===== DOCUMENT PASSAGE =====

An Illinois farmer warned on Wednesday that increased costs make its way down the food chain, impacting consumers.
“As our prices go up, our corn and beans get fed to livestock, which in turn becomes the meat you buy in the store and to a certain degree those increases all make their way down the food chain,” explains farmer Evan Hutline.
Hutline made the comments shortly after it was revealed inflation rose at the fastest pace in nearly four decades in December, as rapid price gains fueled consumer fears about the economy and sent President Biden’s approval rating tumbling.
The consumer price index rose 7% in December from a year ago, according to a new Labor Department report released Wednesday, marking the fastest increase since June 1982, when inflation hit 7.1%.
The CPI – which measures a bevy of goods ranging from gasoline and health care to groceries and rents – jumped 0.5% in the one-month period from November.
Economists expected the index to show that prices surged 7% in December from the year-ago period, and 0.4% from the previous month.
Price increases were widespread: Although energy prices fell 1.1% in December from the previous month, they’re still up 29.3% from last year. Gasoline, on average, costs 49.6% more than it did last year.
In December, food prices have also climbed 6.3% over the year and .5% from the month before. The price of meats, poultry, fish and eggs soared 12.5% compared to the year prior and fruits and vegetables increased by 5%. Dried beans, peas and lentils shot up 8.1% compared to the same time last year.
Hutline said on Wednesday that he expects rising inflation to stick around for at least another year.
“We’re strapping in and getting ready for a long haul,” he told Trimble.
Hutline made the comments responding to President Biden downplaying the numbers Wednesday. The president argued that there are already signs that the situation is improving.
“Today’s report – which shows a meaningful reduction in headline inflation over last month, with gas prices and food prices falling – demonstrates that we are making progress in slowing the rate of price increases,” Biden said in a statement. “At the same time, this report underscores that we still have more work to do, with price increases still too high and squeezing family budgets.”
Hutline said he hopes progress is being made, but he doubts relief will happen any time in the near future.
Last month Damian Mason, a farm owner and agricultural economist, warned that additional coronavirus shutdowns and regulation would hurt the industry.
House Democrats have generally offered cautious optimism about rising inflation, arguing that it would eventually be tempered.
While the future for inflation remains unclear, it will likely play a prominent role in Republican attacks in the coming months.
Democrats’ Build Back Better package, which Sen. Joe Manchin, D-W.Va., virtually killed in the Senate, was expected to prevent short-term inflation, according to Moody’s Analytics.
Rising costs for fertilizer and equipment as well as labor and supply shortages in addition to extreme weather events are all major obstacles threatening farmers across the country.

===== RECORD EXCERPTS =====

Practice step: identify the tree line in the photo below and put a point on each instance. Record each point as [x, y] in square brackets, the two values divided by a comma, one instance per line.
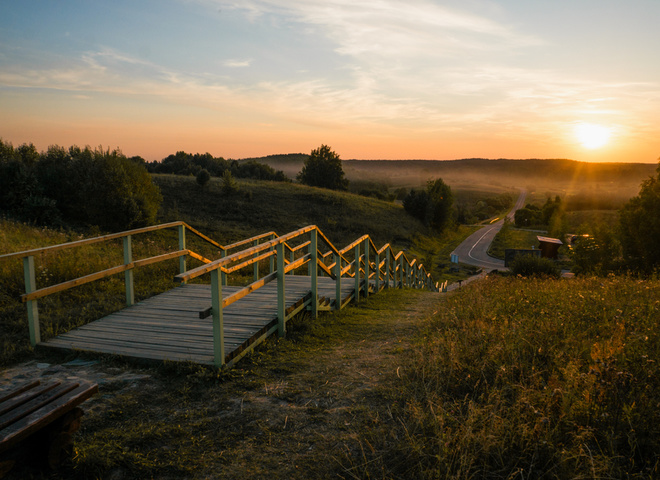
[76, 186]
[182, 163]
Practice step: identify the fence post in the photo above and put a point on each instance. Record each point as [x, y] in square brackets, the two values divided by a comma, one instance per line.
[377, 271]
[272, 259]
[281, 305]
[128, 274]
[387, 267]
[356, 263]
[182, 246]
[256, 265]
[337, 282]
[218, 323]
[32, 307]
[403, 270]
[223, 275]
[313, 272]
[366, 268]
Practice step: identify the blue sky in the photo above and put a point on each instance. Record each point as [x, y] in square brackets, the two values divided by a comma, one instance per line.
[374, 79]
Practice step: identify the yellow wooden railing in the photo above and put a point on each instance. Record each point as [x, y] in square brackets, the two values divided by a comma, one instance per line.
[284, 254]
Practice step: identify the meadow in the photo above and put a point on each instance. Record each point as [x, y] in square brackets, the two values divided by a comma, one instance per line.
[508, 377]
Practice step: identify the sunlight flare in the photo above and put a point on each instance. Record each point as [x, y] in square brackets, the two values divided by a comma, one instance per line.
[591, 135]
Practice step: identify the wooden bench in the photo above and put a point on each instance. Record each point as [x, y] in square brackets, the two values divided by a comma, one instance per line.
[38, 421]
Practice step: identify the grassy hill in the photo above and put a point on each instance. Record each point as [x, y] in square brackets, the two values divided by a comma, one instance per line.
[259, 207]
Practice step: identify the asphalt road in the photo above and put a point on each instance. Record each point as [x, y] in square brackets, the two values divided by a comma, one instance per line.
[473, 250]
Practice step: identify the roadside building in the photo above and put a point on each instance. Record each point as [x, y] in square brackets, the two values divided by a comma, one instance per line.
[549, 246]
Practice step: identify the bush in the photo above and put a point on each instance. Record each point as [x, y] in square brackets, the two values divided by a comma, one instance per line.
[83, 186]
[323, 169]
[531, 265]
[203, 177]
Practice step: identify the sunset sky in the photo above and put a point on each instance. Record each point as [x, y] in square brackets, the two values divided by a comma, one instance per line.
[374, 79]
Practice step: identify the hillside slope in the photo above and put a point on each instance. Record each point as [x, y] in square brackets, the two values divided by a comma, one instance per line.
[259, 207]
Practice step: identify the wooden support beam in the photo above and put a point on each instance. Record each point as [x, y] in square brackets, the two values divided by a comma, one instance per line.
[281, 307]
[128, 274]
[182, 246]
[366, 268]
[218, 324]
[356, 266]
[313, 272]
[32, 307]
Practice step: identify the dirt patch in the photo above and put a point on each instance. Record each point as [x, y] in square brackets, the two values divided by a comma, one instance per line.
[296, 408]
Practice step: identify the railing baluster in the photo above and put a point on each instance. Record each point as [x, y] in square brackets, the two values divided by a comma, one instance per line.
[218, 323]
[377, 272]
[313, 271]
[366, 267]
[338, 299]
[182, 246]
[128, 274]
[32, 307]
[223, 275]
[357, 274]
[256, 265]
[281, 305]
[272, 260]
[387, 267]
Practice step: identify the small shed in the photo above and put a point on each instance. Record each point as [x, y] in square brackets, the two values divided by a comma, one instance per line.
[549, 246]
[511, 253]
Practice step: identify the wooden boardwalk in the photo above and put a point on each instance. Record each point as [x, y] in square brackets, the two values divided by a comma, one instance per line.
[168, 326]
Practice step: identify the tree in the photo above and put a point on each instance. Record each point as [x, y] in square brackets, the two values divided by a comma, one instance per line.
[639, 220]
[229, 185]
[433, 206]
[415, 203]
[203, 177]
[440, 202]
[323, 169]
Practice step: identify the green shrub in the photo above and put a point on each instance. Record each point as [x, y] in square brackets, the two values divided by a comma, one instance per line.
[76, 186]
[530, 266]
[203, 177]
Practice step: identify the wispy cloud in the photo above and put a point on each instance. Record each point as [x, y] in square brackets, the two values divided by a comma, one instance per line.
[231, 63]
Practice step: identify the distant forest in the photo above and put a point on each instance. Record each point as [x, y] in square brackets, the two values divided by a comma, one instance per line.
[182, 163]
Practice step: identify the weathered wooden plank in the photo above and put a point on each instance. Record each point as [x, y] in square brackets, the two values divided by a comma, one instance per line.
[4, 396]
[167, 326]
[45, 414]
[34, 403]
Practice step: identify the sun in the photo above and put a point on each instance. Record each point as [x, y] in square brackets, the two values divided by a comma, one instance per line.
[591, 135]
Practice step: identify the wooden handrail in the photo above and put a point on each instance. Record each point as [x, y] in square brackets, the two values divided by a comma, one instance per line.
[196, 272]
[42, 292]
[88, 241]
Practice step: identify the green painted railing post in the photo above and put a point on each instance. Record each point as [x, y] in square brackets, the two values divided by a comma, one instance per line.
[272, 259]
[337, 282]
[357, 274]
[128, 274]
[366, 268]
[182, 246]
[387, 267]
[313, 271]
[377, 272]
[218, 324]
[281, 305]
[403, 271]
[256, 265]
[33, 310]
[223, 275]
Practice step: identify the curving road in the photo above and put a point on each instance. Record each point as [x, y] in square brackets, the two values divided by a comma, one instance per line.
[473, 250]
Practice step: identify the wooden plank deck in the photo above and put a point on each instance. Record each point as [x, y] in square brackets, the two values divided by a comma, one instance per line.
[168, 327]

=====

| DIRECTIONS |
1. What obstacles threatening farmers across the country does the inflation article list? Name each one separately.
2. Can you reproduce, word for word, the stretch of the inflation article from "Democrats’ Build Back" through "across the country."?
You won't need the records for any of this.

| EXERCISE SOLUTIONS |
1.
- Rising costs for fertilizer
- Rising costs for equipment
- Labor shortages
- Supply shortages
- Extreme weather events

2.
Democrats’ Build Back Better package, which Sen. Joe Manchin, D-W.Va., virtually killed in the Senate, was expected to prevent short-term inflation, according to Moody’s Analytics.
Rising costs for fertilizer and equipment as well as labor and supply shortages in addition to extreme weather events are all major obstacles threatening farmers across the country.